[Data section]:
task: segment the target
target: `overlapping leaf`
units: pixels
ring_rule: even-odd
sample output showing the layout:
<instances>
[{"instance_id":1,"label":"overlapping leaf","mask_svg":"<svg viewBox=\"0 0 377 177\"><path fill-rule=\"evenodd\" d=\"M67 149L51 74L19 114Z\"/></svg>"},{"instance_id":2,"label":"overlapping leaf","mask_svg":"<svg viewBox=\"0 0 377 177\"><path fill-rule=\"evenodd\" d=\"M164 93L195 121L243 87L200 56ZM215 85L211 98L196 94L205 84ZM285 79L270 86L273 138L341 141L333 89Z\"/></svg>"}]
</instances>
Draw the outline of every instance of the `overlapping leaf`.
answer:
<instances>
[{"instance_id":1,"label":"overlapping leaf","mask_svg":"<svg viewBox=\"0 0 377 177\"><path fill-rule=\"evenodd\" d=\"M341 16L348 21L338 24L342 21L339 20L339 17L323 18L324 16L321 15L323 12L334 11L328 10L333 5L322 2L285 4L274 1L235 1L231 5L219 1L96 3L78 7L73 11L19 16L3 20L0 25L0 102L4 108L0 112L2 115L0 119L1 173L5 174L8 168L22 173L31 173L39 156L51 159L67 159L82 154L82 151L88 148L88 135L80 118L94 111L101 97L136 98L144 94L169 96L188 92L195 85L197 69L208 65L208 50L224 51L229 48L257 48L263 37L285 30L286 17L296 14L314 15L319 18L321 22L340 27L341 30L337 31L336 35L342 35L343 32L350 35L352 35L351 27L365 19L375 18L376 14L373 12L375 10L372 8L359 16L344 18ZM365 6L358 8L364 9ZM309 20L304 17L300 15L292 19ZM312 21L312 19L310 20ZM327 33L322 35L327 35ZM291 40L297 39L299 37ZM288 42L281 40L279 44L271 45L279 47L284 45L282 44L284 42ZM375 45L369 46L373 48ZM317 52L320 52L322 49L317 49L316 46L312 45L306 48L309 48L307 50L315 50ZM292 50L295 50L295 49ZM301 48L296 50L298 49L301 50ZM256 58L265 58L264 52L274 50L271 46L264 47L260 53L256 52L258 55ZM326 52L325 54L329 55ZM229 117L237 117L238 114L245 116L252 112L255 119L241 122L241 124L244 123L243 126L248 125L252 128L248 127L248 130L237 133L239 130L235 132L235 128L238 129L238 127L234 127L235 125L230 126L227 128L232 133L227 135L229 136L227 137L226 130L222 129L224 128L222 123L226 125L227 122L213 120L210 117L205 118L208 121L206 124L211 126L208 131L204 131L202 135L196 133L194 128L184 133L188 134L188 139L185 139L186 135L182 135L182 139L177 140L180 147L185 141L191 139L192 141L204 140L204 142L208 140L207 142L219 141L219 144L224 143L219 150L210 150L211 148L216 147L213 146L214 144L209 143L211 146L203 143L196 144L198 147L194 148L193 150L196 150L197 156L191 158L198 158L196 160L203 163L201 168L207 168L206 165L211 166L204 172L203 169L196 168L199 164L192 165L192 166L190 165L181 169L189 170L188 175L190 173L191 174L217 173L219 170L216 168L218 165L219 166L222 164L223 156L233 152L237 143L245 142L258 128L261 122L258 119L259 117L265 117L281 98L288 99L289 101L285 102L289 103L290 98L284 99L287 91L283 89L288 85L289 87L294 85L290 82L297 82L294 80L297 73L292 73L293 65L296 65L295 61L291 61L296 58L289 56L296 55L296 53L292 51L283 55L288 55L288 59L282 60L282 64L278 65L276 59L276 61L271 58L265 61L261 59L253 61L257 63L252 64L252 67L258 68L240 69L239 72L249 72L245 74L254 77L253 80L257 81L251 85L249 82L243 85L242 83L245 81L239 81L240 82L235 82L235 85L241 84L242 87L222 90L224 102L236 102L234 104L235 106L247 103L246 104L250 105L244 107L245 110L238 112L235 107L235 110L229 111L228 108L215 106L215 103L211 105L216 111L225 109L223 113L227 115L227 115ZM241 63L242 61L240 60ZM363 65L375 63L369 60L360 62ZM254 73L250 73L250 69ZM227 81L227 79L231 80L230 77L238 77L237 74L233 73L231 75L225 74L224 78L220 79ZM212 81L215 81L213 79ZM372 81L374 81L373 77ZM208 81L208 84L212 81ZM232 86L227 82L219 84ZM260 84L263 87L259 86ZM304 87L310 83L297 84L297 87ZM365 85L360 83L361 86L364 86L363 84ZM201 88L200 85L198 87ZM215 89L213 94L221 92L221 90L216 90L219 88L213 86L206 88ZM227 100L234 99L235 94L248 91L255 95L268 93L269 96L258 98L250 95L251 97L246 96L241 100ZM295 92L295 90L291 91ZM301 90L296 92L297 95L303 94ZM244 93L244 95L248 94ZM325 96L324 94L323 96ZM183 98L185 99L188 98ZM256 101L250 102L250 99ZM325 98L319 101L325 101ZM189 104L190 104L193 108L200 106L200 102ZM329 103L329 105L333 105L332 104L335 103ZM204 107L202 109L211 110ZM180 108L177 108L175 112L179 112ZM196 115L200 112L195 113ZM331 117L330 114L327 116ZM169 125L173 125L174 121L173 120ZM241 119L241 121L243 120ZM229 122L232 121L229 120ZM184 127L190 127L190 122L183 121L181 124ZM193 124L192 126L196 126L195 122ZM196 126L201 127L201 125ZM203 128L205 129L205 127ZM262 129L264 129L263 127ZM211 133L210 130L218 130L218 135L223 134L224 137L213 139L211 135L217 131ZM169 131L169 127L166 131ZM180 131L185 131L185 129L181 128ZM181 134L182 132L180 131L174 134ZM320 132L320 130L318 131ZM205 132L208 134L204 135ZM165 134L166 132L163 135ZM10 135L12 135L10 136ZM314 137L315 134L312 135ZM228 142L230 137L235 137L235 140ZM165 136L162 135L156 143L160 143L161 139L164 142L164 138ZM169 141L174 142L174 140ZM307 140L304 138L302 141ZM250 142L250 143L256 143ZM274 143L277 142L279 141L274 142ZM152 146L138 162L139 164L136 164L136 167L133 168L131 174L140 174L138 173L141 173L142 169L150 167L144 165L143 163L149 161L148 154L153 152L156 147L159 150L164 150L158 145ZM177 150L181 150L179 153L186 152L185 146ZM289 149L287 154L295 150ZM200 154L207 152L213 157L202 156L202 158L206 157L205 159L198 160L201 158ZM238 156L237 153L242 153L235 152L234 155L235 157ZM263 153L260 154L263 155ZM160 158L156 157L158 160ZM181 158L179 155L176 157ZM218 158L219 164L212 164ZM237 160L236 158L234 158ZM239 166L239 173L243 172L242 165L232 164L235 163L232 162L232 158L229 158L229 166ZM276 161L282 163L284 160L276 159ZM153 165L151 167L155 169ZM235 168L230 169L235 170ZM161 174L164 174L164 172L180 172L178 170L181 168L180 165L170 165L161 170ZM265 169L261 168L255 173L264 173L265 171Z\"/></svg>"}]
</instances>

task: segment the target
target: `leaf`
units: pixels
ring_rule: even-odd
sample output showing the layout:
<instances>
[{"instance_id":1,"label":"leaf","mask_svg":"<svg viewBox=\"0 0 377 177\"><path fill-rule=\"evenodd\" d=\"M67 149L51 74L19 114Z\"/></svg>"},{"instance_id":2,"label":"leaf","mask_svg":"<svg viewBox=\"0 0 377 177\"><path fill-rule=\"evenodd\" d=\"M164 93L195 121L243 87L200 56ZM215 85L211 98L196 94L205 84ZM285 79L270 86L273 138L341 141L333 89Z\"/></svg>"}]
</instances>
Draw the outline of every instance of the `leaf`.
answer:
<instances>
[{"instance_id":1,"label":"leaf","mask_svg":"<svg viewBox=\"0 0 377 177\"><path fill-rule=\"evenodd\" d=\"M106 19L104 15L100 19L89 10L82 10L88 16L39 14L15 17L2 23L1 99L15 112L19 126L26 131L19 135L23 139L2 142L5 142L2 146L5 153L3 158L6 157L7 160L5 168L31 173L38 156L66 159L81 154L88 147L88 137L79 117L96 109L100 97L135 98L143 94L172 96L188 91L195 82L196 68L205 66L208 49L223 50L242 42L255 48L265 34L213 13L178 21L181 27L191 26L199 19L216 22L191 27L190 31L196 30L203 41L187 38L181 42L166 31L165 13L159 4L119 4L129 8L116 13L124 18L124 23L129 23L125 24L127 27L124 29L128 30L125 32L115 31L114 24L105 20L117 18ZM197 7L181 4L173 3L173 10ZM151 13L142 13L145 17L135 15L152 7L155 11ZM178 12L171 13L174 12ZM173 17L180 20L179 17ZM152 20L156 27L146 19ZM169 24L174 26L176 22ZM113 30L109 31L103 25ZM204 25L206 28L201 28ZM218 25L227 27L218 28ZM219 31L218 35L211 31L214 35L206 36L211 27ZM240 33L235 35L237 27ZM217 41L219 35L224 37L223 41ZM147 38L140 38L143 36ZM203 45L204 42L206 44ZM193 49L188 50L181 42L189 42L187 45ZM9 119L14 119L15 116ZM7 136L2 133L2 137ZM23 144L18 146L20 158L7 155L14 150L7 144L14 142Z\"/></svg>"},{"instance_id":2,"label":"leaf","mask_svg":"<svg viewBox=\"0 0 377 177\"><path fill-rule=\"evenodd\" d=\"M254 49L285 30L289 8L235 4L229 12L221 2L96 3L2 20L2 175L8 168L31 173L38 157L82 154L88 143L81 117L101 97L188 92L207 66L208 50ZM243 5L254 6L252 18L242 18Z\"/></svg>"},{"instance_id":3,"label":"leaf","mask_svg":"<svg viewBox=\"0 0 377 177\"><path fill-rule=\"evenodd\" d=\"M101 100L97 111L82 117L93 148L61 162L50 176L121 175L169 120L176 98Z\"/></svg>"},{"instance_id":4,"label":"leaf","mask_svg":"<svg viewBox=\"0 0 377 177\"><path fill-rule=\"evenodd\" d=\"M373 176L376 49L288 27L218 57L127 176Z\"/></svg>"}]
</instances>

[Directions for this task]: Return each line of the material in which the string "Draw" appears. Case is significant.

[Answer to the exercise]:
Draw the outline of every instance of the `overlapping leaf`.
Draw the outline of every instance of the `leaf`.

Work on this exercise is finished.